Study text below:

Zimbabwe’s tourism industry has blamed the heavy presence of police roadblocks along the country’s major highways, the cash crisis and poor services at border entry checkpoints for decreasing hotel occupancy levels.
The Hospitality Association of Zimbabwe (HAZ) anticipates a seven percentage point decrease in national hotel occupancy, from 42% to 35%, in the first half of this year, owing to challenges in the tourism industry.
HAZ president, George Manyumwa said the decrease would have a negative bearing on players in the hospitality sector.
“In terms of occupancies for Q1 (first quarter) January to March, there was an increase in occupancies from 41% to 42%. But my worry is, when I look at the figures from May to June, we have had a drop. So we are anticipating a drop in occupancies.”
Manyumwa said the average daily rate had dropped by 5% this year while the revenue per available room also plunged from US$39 to US$36.
He attributed the drop to several trends hampering the ease of doing business in the country, citing heavy presence of police roadblocks along the country’s major highways, the cash crisis and poor services at border checkpoints as the major impediments.
“Our sector has of late been encountering several factors that are pulling against our efforts to promote tourism. Police roadblocks are one of the biggest challenges,” said Manyumwa, adding that at the Beitbridge border post, travellers could spend up to 11 hours at the point of entry.
He said the association had raised their concerns with the Minister of Tourism and Hospitality, Walter Mzembi.

End of Study text.
Dataset extract below:

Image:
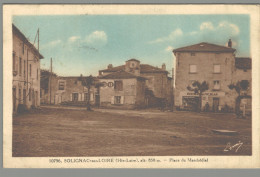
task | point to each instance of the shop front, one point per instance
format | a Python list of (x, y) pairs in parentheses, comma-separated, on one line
[(211, 101)]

End of Dataset extract.

*Required actions:*
1. Please copy from the Zimbabwe tourism article, beginning at the words "HAZ president, George" and stopping after "the major impediments.".
2. Answer these from the Zimbabwe tourism article, one per line:
(a) How did hotel occupancy change from January to March?
(b) From what figure to what figure did revenue per available room fall?
(c) How long could travelers spend at the Beitbridge border post?
You can set the lines aside; they aren't needed here.

*Answers by task:*
1.
HAZ president, George Manyumwa said the decrease would have a negative bearing on players in the hospitality sector.
“In terms of occupancies for Q1 (first quarter) January to March, there was an increase in occupancies from 41% to 42%. But my worry is, when I look at the figures from May to June, we have had a drop. So we are anticipating a drop in occupancies.”
Manyumwa said the average daily rate had dropped by 5% this year while the revenue per available room also plunged from US$39 to US$36.
He attributed the drop to several trends hampering the ease of doing business in the country, citing heavy presence of police roadblocks along the country’s major highways, the cash crisis and poor services at border checkpoints as the major impediments.

2.
(a) It rose from 41% to 42%.
(b) It fell from US$39 to US$36.
(c) Up to 11 hours.